─── Input material ───
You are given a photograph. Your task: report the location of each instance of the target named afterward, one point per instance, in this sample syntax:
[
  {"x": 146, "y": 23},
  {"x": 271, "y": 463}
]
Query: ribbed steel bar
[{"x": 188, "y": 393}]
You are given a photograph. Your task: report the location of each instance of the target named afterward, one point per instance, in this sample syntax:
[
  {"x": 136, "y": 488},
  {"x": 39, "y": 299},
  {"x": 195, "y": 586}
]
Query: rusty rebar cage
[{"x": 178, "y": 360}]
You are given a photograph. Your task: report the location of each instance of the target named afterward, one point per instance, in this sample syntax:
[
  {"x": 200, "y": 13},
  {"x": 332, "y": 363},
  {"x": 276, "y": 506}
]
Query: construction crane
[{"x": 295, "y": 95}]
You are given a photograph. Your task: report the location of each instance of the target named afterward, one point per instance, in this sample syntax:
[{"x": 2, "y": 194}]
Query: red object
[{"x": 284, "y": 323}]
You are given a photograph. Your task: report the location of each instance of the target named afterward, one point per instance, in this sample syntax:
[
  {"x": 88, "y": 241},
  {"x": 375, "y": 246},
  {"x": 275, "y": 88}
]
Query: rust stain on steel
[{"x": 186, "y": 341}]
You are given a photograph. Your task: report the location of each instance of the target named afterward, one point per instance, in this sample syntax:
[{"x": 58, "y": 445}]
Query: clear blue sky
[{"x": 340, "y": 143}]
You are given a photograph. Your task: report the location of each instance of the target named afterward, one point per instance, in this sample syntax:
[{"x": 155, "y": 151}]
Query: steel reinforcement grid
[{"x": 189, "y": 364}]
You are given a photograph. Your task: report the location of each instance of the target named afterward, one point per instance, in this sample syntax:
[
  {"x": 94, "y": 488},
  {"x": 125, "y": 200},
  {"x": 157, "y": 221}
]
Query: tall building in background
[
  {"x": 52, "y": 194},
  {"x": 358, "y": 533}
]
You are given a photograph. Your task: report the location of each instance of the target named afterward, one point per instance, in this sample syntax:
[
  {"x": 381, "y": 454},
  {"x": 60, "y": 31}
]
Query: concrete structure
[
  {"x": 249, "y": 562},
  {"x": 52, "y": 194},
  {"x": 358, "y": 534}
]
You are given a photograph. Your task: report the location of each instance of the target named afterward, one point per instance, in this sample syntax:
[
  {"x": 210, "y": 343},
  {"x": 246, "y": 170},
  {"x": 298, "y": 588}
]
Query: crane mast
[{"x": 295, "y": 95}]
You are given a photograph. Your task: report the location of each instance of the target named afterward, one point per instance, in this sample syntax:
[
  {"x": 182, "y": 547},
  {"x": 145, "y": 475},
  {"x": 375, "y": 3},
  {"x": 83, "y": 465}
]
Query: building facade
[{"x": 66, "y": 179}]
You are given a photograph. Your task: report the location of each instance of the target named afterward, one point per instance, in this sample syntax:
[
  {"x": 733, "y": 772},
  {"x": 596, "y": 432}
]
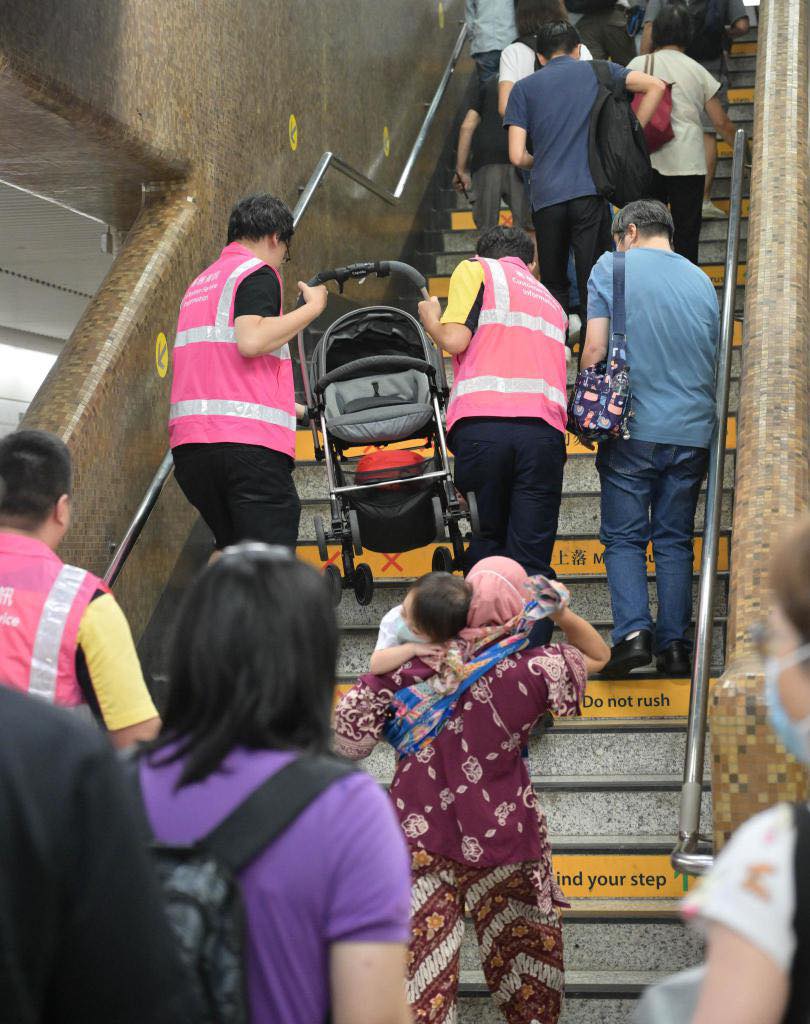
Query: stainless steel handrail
[
  {"x": 684, "y": 857},
  {"x": 329, "y": 159}
]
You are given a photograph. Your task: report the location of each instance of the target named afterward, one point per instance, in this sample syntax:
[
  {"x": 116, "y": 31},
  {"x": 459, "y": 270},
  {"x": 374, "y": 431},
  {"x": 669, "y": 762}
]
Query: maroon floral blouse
[{"x": 468, "y": 795}]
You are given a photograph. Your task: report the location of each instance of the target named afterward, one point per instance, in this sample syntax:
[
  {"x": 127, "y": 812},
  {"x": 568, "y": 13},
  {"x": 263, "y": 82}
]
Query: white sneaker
[{"x": 712, "y": 212}]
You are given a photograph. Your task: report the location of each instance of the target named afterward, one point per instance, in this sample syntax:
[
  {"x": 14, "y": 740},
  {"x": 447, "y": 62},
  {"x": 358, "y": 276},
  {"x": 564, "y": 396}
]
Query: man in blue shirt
[
  {"x": 553, "y": 108},
  {"x": 650, "y": 482}
]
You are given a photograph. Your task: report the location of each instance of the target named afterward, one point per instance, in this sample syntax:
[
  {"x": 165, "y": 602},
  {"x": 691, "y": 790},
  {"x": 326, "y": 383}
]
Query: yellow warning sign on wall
[
  {"x": 609, "y": 876},
  {"x": 162, "y": 354}
]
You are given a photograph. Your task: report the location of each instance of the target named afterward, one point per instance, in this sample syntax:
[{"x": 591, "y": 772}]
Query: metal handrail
[
  {"x": 684, "y": 856},
  {"x": 329, "y": 159}
]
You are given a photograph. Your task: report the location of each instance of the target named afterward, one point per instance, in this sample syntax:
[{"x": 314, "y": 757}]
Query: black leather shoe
[
  {"x": 629, "y": 654},
  {"x": 676, "y": 660}
]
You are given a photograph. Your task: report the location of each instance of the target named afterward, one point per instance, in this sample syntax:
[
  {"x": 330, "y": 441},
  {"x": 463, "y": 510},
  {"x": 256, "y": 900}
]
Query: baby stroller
[{"x": 376, "y": 380}]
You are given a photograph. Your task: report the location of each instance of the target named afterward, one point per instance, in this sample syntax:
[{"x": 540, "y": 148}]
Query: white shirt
───
> _What the task asks_
Each record is to be copied word for word, with no images carried over.

> _Written answer_
You are given a photograph. Your task: report the location of each instance of the target named afterward, one point per instance, in this sample syntax:
[
  {"x": 146, "y": 23},
  {"x": 271, "y": 463}
]
Query: ribbed steel bar
[{"x": 188, "y": 393}]
You are given a photograph. Your task: report the location of each instance of the target named afterward, one point per instance, in this sample syntax:
[
  {"x": 136, "y": 488},
  {"x": 39, "y": 299},
  {"x": 195, "y": 586}
]
Query: rusty rebar cage
[{"x": 178, "y": 360}]
You are given a photograph. Your task: report the location of each instance of the target named afterward, one point per instance, in this sample syntax:
[
  {"x": 200, "y": 13},
  {"x": 332, "y": 363},
  {"x": 276, "y": 506}
]
Query: construction crane
[{"x": 295, "y": 95}]
You are given a photograph. Your task: report the location of each instance of the target named afterward, one point per instance, in this sample syntax:
[{"x": 2, "y": 194}]
Query: red object
[{"x": 284, "y": 323}]
You are given a photograph. Your task: report the location of each instance of the target named afterward, one point per instance, in this sample syntax:
[
  {"x": 88, "y": 241},
  {"x": 375, "y": 246},
  {"x": 275, "y": 88}
]
Query: rust stain on steel
[{"x": 186, "y": 341}]
You are given a photograph. Your task: report the location of each instance of the target named afterward, one point per instance, in this sample syntax:
[{"x": 58, "y": 445}]
Query: clear blue sky
[{"x": 340, "y": 143}]
You are given a photograph. Your task: report the location of each instance of the target named afterward, one point per instance, in this sample syntax:
[{"x": 155, "y": 151}]
Query: steel reinforcement grid
[{"x": 189, "y": 364}]
You are given a photograph. Your task: report the location of each instance of the target named afterward, one point per instance, in this sample syntax:
[
  {"x": 94, "y": 488},
  {"x": 125, "y": 200},
  {"x": 157, "y": 221}
]
Query: tall building in background
[
  {"x": 52, "y": 194},
  {"x": 358, "y": 533}
]
You are given a photograph. Your task: report the location of each instance of the target named afterward, one point per instance, in this sample syntax:
[
  {"x": 381, "y": 454},
  {"x": 60, "y": 31}
]
Query: concrete structure
[
  {"x": 249, "y": 562},
  {"x": 52, "y": 194},
  {"x": 358, "y": 534}
]
You are given a photograph. Your task: report the location of each instance of the target named afterward, one point per instance, in this sample syntax:
[
  {"x": 210, "y": 343},
  {"x": 246, "y": 170},
  {"x": 298, "y": 588}
]
Query: crane mast
[{"x": 295, "y": 95}]
You are given a photograph. Your task: report the location of each instance of the target named afterward, one point per instance, in this sample syntax:
[
  {"x": 182, "y": 547},
  {"x": 145, "y": 475},
  {"x": 375, "y": 3},
  {"x": 83, "y": 465}
]
Query: building facade
[{"x": 66, "y": 179}]
You are given a photograph. Your task: report the location of each instance of the target named afterward, one point per instance, in this sample syntax:
[
  {"x": 733, "y": 772},
  {"x": 596, "y": 432}
]
Query: stainless steel handrail
[
  {"x": 684, "y": 857},
  {"x": 329, "y": 159}
]
You are given a photograph. Your task: report the location of each instance of the target named afterward, one point per instance, in this sample syntax:
[
  {"x": 116, "y": 31},
  {"x": 459, "y": 270},
  {"x": 374, "y": 431},
  {"x": 669, "y": 762}
]
Query: maroon floral blouse
[{"x": 468, "y": 795}]
You are given a photograph. Your task: report the location of each instance of the target named afterward, one point per instance, in this sample syntax:
[
  {"x": 127, "y": 812},
  {"x": 568, "y": 13},
  {"x": 263, "y": 82}
]
Query: white sneaker
[{"x": 712, "y": 212}]
You are given a photograph. Your task: report the location of each instance of the target named afterward, one point per instance, in this sample syntax:
[
  {"x": 14, "y": 740},
  {"x": 447, "y": 62},
  {"x": 358, "y": 276},
  {"x": 564, "y": 396}
]
Query: man in blue shirt
[
  {"x": 553, "y": 108},
  {"x": 650, "y": 482}
]
You are given a photograph. Your task: report the location of each instance of the target named afterward, one point per instance, in this sample syntax:
[
  {"x": 165, "y": 602},
  {"x": 691, "y": 790},
  {"x": 326, "y": 383}
]
Query: yellow warning sign on wall
[
  {"x": 609, "y": 876},
  {"x": 162, "y": 354}
]
You are given a photograph. Your task: report the location of each instance of the target named afterward, one point per instance, in this sample syntax:
[{"x": 591, "y": 772}]
Query: metal handrail
[
  {"x": 684, "y": 856},
  {"x": 329, "y": 159}
]
You are given a photograph. Your task: report the location of each instance of the target named afterward, one point per instance, in this sample syntax:
[{"x": 314, "y": 757}]
Query: black leather shoe
[
  {"x": 629, "y": 654},
  {"x": 676, "y": 660}
]
You are given a photograph. Your task: report the location of each instance of the target named afterward, one point per instance, in this sample syntax:
[
  {"x": 330, "y": 441},
  {"x": 463, "y": 510},
  {"x": 256, "y": 900}
]
Query: baby stroller
[{"x": 376, "y": 380}]
You are given a photograph. Your task: report the location of each instance of the target named afterward, one point per instance, in this sample syntax:
[{"x": 540, "y": 148}]
Query: white shirt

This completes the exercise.